- Task goal -
According to the tribunal order, by what date must the applicant file a document identifying each complaint he wishes to rely upon?

- Source text -
BEGIN
Mahommed v State of Queensland [2006] QADT 21
Rainsford v State of Victoria & Anor (No.2) [2004] FMCA 707
Rainsford v State of Victoria [2008] FCAFC 31
Rainsford v Victoria [2007] FCA 1059
State Electricity Commission of Victoria v Andrew Rabel and the President & Members of the Equal Opportunity Board [1998] 2 VR 102
State of New South Wales v Whiteoak [2014] NSWCATAP 99
Waters v Public Transport Corporation [1991] HCA 49
Whiteoak v State of New South Wales [2014] NSWCATAD 45

Tribunal:Presidential Member H Robinson

Date of Orders:  16 March 2021

Date of Reasons for Decision:         16 March 2021

AUSTRALIAN CAPITAL TERRITORY          )

CIVIL & ADMINISTRATIVE TRIBUNAL     )          DT 4/2020

BETWEEN:

AARON HUDSON

Applicant

AND:

THE AUSTRALIAN CAPITAL TERRITORY

Respondent

TRIBUNAL:Presidential Member H Robinson

DATE:16 March 2021

ORDER

The Tribunal orders that:

1.Complaints relating to the following matters are struck out as being outside the scope of the Discrimination Act:

(a)     The classification decisions.

(b)     The non-association decisions.

(c)     The disciplinary decisions.

2.The applicant is, by 13 April 2021, to file a document that identifies:

(a)     each act, matter or circumstance (complaint) he wishes to rely upon; and

(b)     in relation to each complaint:

(i)the unfavourable treatment that resulted and/or the condition or requirement that the applicant says amounts to discrimination; and

(ii)the protected attribute that was the basis for the discrimination in relation to each incident.

The Tribunal notes: The applicant may find it useful to do this using the amended chronology filed by the respondent and identified as R1 in these proceedings.

3.If the applicant does not comply with this direction, the Tribunal may dismiss the matter in chambers pursuant to section 74 of the ACT Civil and Administrative Tribunal Act 2008.

4.The matter will then be listed for a further directions hearing.
END
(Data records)
BEGIN
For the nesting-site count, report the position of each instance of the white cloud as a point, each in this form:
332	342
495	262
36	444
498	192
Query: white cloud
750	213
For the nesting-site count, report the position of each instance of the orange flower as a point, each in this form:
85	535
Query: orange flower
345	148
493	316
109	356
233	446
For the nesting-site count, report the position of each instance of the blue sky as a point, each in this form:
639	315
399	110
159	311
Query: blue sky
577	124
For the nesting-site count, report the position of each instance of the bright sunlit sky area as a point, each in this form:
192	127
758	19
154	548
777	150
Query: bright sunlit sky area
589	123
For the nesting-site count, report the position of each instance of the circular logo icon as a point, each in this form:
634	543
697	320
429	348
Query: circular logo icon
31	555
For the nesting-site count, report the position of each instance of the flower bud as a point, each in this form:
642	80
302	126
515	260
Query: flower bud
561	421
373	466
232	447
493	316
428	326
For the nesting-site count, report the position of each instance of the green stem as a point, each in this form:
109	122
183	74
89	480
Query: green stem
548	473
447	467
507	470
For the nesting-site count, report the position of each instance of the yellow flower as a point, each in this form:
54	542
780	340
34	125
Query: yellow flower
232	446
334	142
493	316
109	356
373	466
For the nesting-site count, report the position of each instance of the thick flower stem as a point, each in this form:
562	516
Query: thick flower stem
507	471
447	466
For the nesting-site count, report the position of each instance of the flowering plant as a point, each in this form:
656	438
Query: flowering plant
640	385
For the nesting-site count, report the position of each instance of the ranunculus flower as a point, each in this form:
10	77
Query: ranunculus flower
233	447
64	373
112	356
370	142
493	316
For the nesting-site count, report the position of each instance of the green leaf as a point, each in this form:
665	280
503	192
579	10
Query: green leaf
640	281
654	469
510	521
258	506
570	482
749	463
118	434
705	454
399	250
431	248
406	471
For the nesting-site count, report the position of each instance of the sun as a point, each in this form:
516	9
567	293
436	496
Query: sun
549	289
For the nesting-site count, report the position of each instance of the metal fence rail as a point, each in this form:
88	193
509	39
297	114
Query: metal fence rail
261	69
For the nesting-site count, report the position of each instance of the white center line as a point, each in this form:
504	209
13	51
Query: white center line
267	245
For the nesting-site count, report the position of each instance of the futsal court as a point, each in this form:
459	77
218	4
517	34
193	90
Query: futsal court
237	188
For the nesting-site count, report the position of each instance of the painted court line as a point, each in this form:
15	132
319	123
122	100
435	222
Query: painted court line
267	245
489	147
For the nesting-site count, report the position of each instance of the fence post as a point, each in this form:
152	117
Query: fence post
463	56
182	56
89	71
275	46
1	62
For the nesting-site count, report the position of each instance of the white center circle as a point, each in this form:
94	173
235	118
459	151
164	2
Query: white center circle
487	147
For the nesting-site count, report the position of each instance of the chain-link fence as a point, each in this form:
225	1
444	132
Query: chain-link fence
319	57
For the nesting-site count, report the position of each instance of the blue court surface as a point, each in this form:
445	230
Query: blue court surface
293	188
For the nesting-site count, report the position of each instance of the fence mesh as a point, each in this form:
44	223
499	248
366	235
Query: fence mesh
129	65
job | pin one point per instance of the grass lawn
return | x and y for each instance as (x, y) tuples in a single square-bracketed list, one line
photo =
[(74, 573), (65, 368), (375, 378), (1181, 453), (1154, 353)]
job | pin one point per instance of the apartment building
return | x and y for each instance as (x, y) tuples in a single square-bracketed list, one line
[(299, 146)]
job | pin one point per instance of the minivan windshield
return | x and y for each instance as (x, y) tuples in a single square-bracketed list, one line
END
- Written answer -
13 April 2021